[Collected data entries]
-- Opening Marker --

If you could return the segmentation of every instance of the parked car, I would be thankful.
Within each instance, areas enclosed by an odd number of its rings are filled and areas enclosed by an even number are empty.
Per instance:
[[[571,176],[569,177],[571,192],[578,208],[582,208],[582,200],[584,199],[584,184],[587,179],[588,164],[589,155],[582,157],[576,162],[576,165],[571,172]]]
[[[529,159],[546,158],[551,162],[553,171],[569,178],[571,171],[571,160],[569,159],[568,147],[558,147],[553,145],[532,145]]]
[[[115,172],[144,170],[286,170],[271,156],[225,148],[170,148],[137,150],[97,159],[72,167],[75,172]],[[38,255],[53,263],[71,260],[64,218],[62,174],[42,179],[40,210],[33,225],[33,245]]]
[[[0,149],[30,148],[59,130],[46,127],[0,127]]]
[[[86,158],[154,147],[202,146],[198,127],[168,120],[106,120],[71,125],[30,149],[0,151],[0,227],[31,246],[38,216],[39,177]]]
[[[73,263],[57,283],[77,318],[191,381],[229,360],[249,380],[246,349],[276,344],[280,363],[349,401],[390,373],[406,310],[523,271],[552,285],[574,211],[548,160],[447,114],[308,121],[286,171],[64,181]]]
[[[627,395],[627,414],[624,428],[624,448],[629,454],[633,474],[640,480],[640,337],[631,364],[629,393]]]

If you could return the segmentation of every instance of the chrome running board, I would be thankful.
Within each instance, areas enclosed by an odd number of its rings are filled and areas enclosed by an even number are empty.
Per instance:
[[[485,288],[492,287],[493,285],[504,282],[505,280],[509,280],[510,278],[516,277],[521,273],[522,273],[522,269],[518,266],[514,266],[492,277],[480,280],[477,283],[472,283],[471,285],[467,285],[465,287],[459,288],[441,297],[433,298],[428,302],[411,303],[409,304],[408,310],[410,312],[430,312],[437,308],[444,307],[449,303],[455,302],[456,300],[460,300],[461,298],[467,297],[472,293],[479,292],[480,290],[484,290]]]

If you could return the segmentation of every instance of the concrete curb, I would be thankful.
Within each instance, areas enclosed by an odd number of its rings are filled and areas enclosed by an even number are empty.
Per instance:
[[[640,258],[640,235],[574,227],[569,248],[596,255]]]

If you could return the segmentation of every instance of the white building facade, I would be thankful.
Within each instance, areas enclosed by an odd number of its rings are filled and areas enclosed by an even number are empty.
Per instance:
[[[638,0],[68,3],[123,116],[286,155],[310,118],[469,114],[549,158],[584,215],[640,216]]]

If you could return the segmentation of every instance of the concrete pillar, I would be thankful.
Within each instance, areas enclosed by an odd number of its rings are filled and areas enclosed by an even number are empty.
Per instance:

-- Closing Marker --
-- Opening Marker --

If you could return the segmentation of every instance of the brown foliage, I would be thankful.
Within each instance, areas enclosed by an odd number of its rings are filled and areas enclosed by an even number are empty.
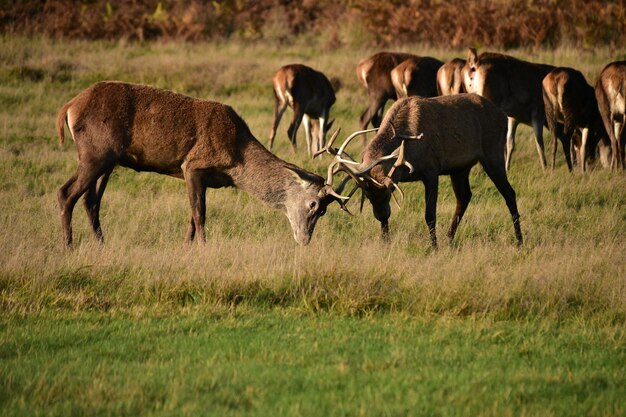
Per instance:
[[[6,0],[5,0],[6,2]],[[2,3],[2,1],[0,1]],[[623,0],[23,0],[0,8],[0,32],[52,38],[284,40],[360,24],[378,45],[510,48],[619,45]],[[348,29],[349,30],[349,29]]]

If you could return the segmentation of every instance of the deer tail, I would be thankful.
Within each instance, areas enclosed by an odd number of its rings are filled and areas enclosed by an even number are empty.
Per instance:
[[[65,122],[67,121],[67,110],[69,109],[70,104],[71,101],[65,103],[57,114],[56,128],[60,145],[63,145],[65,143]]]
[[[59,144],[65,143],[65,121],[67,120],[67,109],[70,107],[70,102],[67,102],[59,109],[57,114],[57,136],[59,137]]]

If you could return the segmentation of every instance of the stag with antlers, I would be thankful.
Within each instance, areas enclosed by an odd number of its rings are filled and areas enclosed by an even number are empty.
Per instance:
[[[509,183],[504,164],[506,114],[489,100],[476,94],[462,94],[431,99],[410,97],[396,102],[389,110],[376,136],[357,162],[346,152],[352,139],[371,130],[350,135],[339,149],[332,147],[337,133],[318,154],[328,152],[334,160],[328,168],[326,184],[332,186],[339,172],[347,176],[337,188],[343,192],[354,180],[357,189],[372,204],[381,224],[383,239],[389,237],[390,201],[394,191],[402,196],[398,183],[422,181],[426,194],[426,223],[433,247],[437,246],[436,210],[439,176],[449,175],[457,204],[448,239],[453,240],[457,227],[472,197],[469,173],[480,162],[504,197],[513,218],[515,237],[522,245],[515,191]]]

-- Closing Marker --

_TASK DETAILS_
Task for the records above: copy every line in which the word "thankful" occurs.

_RESULT FOR THIS EXERCISE_
If you could return the segmentation of every instance of the parked car, I would be thankful.
If you could return the segmentation of every instance of the chrome running board, I would be thankful.
If you could return the segmentation of every instance of the concrete curb, I would be thankful.
If you could return the segmentation of every instance of the white building facade, I would be thankful.
If you could return the segmentation of every instance of the concrete pillar, I would be thankful.
If you could return the segmentation of every instance of the brown foliage, I would be thankful.
If you could return the segmentation of every instance of the deer tail, I would be thankful.
If you could return the segmentation of every instance of the stag with antlers, I would be thankful.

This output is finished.